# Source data
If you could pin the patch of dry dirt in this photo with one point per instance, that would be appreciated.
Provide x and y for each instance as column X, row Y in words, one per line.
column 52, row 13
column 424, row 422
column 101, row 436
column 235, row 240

# What to work on
Render the listing above as a JSON list of strings, with one string for each line and any blank lines left out.

# The answer
[
  "If you could pin the patch of dry dirt in this photo with one point per instance, that would be appreciated.",
  "Provide x and y for each instance as column X, row Y in words, one per line.",
  "column 52, row 13",
  "column 424, row 422",
  "column 101, row 436",
  "column 235, row 240"
]